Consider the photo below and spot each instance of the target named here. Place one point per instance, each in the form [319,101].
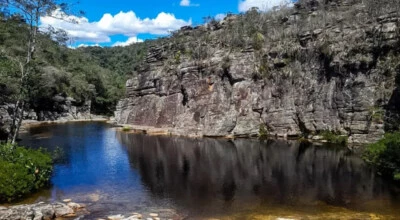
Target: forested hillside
[80,73]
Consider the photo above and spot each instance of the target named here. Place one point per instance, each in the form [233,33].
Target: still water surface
[115,172]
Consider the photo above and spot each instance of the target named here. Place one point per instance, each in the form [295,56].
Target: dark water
[116,172]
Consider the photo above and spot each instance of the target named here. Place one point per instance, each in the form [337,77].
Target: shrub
[334,138]
[22,171]
[385,155]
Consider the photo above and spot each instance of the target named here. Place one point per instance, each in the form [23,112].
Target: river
[116,172]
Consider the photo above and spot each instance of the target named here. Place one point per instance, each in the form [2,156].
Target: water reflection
[119,172]
[194,172]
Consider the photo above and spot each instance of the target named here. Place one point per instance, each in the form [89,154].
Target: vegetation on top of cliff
[23,171]
[57,70]
[385,155]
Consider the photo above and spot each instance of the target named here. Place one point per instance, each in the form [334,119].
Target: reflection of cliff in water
[278,172]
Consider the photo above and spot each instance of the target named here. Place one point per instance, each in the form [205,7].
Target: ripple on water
[118,173]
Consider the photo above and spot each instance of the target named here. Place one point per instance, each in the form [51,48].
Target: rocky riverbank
[63,109]
[43,210]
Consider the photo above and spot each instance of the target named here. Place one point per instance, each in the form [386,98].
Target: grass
[384,155]
[22,171]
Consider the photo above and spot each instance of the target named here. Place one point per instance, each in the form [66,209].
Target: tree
[30,11]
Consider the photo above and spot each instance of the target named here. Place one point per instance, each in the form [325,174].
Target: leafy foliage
[58,70]
[22,171]
[262,132]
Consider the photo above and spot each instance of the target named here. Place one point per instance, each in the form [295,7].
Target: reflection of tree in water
[278,172]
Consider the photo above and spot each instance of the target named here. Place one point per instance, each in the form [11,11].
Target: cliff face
[331,69]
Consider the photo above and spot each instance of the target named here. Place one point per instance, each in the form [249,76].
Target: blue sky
[122,22]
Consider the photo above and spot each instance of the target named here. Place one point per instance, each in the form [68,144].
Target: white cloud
[186,3]
[220,17]
[130,41]
[123,23]
[264,5]
[84,45]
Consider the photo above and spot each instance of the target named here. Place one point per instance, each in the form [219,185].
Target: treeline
[58,70]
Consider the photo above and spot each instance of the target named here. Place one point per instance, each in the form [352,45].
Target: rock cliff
[300,70]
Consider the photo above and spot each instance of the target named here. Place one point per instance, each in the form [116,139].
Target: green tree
[30,12]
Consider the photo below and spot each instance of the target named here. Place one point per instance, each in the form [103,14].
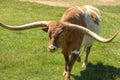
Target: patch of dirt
[75,2]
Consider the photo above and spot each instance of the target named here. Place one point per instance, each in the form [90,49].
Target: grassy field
[24,55]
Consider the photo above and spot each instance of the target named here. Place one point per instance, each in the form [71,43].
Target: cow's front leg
[66,57]
[85,63]
[70,64]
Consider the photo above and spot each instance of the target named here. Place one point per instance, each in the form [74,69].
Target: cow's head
[55,30]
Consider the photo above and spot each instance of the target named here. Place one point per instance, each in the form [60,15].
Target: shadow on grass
[99,72]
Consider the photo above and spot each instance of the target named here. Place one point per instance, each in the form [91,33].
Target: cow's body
[78,26]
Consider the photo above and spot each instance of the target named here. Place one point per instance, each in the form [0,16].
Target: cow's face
[55,31]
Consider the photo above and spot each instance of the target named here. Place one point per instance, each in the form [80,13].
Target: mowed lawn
[24,55]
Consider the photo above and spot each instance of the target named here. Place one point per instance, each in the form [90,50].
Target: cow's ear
[45,29]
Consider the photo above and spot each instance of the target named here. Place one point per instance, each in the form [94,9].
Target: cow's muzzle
[52,48]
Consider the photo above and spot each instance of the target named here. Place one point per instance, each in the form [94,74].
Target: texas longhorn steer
[78,26]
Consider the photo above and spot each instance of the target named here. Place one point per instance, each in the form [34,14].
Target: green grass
[24,55]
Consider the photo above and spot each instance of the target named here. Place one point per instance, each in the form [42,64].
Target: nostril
[52,48]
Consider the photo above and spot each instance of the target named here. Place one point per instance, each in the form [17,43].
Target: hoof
[84,65]
[64,73]
[78,59]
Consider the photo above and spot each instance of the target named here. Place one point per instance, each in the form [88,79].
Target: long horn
[26,26]
[92,34]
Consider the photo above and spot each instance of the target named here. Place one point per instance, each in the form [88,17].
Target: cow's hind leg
[86,57]
[66,57]
[74,57]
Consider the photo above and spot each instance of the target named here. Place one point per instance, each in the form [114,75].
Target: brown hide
[73,37]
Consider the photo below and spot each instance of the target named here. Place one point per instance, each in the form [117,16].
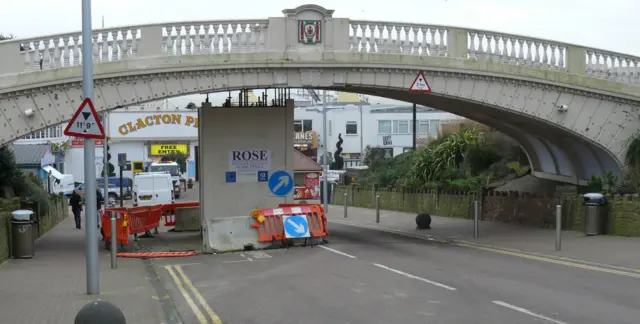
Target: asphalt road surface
[366,276]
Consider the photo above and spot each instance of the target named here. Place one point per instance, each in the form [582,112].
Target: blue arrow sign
[280,183]
[296,226]
[263,176]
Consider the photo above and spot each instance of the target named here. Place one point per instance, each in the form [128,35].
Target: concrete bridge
[573,109]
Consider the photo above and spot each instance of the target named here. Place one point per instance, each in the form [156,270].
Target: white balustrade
[400,38]
[115,44]
[516,50]
[234,36]
[612,66]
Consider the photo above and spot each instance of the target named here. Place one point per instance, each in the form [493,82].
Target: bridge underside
[589,139]
[553,153]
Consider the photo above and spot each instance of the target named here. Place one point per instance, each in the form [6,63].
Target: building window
[304,125]
[401,127]
[423,127]
[352,128]
[384,127]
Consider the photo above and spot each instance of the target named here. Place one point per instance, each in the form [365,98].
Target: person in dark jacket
[76,207]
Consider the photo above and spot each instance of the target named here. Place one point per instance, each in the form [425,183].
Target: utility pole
[414,127]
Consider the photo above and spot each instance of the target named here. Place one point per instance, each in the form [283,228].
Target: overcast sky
[611,25]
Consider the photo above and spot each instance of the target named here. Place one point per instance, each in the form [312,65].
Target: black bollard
[423,221]
[100,312]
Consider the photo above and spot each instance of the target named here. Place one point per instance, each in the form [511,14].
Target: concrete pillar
[226,205]
[576,60]
[457,43]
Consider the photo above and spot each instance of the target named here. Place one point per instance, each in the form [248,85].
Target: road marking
[337,252]
[238,261]
[214,317]
[180,264]
[528,312]
[503,251]
[185,295]
[408,275]
[554,261]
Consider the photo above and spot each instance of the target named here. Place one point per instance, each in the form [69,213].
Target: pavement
[368,273]
[51,287]
[368,276]
[611,251]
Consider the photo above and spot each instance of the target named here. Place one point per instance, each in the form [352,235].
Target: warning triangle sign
[85,122]
[420,84]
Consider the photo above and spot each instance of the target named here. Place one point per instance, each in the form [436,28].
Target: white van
[152,188]
[61,183]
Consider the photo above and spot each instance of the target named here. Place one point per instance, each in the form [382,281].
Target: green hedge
[511,207]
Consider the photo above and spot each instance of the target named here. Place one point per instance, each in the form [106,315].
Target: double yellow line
[186,287]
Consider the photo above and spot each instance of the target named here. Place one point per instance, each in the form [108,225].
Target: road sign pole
[325,164]
[91,218]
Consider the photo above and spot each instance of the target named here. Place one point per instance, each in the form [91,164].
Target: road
[367,276]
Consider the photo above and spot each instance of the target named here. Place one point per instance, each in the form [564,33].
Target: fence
[508,207]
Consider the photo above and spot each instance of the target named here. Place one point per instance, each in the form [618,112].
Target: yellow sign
[164,149]
[158,119]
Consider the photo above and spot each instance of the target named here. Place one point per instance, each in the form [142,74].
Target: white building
[363,124]
[147,132]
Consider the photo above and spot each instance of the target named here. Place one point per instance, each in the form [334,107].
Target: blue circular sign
[280,183]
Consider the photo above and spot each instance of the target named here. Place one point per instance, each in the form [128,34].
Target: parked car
[127,185]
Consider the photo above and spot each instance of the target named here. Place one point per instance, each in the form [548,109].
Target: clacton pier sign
[150,125]
[156,120]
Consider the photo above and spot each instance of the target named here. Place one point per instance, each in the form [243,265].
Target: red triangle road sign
[85,122]
[420,84]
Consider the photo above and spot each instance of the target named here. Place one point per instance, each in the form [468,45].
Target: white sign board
[246,176]
[249,160]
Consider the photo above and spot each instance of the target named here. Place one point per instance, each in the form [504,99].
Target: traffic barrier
[269,220]
[169,211]
[317,220]
[122,225]
[143,219]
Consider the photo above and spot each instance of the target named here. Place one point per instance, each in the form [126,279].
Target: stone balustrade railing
[212,37]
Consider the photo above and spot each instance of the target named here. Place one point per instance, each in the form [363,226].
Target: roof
[303,163]
[29,154]
[347,97]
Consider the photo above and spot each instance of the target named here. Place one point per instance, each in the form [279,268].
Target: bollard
[476,219]
[100,312]
[114,241]
[558,227]
[345,205]
[377,208]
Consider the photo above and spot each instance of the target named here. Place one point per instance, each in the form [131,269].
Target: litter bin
[595,214]
[22,239]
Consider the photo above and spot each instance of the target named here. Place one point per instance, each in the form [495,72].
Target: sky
[610,25]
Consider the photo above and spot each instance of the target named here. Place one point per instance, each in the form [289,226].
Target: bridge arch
[559,145]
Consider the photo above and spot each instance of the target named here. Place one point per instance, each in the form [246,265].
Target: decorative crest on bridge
[309,31]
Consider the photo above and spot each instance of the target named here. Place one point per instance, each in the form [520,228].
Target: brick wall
[58,211]
[508,207]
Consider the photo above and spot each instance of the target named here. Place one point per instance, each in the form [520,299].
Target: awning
[51,170]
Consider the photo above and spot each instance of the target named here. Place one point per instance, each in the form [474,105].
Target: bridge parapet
[333,35]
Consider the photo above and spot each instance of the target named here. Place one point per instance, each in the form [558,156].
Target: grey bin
[22,240]
[596,214]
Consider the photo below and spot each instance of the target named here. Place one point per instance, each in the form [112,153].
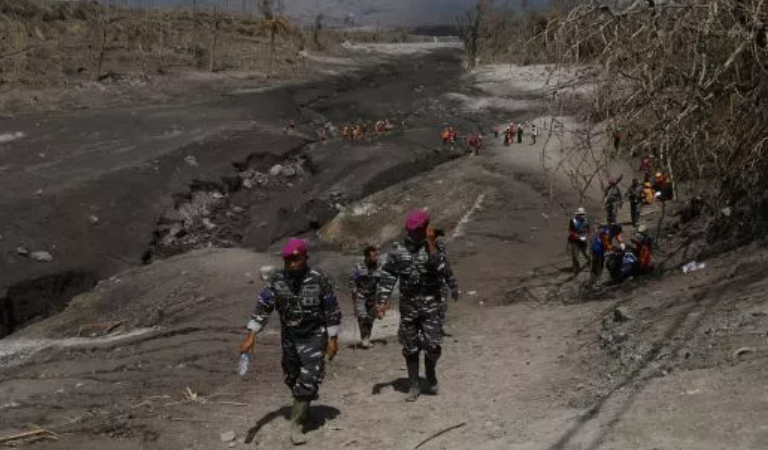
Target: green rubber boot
[299,415]
[431,372]
[412,362]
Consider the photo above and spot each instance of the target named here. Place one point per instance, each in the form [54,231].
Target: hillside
[364,12]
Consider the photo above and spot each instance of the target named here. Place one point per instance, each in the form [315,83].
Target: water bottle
[242,366]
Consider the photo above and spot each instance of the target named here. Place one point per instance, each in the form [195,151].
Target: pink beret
[416,219]
[294,247]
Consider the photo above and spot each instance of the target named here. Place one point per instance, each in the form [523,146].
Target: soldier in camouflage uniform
[310,319]
[363,283]
[450,289]
[420,264]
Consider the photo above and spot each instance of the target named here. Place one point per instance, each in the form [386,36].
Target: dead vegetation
[683,80]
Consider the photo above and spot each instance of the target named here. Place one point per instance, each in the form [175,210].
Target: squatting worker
[420,264]
[310,319]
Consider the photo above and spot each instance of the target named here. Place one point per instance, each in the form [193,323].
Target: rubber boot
[365,334]
[412,362]
[431,366]
[299,415]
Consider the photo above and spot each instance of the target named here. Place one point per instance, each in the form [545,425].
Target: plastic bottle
[242,365]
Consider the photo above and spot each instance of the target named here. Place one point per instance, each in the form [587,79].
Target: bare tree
[274,25]
[104,25]
[317,30]
[214,40]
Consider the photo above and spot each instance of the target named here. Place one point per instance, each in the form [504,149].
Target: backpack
[597,247]
[628,264]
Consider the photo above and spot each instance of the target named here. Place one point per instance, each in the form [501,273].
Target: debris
[276,170]
[742,351]
[440,433]
[621,314]
[190,394]
[208,224]
[288,172]
[41,256]
[9,137]
[28,434]
[693,266]
[229,436]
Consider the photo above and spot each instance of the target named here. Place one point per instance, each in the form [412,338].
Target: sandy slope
[529,364]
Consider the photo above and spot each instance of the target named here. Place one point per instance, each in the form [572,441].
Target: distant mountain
[358,12]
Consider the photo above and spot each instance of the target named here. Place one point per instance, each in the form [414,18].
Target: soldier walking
[420,265]
[310,319]
[363,284]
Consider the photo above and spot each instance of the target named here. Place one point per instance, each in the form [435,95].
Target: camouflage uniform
[363,283]
[309,313]
[422,277]
[450,288]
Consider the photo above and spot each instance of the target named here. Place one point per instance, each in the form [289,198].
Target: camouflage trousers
[304,363]
[421,325]
[365,310]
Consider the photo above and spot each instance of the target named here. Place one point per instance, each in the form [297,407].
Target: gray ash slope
[97,188]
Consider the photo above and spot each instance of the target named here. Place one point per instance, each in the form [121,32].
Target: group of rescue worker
[605,246]
[516,131]
[310,315]
[474,141]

PROMPT: Return exactly the lines above from the line that has "the form [587,79]." through the line that has "the form [501,273].", inclusive, and nothing else.

TASK RESULT:
Consider the photo above and spot each instance of the target named here. Place one point per instance, each in the form [587,79].
Target: bare tree
[274,25]
[104,25]
[317,30]
[214,40]
Consider the photo above and spot each instance of the target named here. Place one point per instance, each in the form [504,149].
Target: backpack
[597,247]
[628,264]
Consider the photo above and spot each instance of the target named here. Place one point per instance, each in the form [501,273].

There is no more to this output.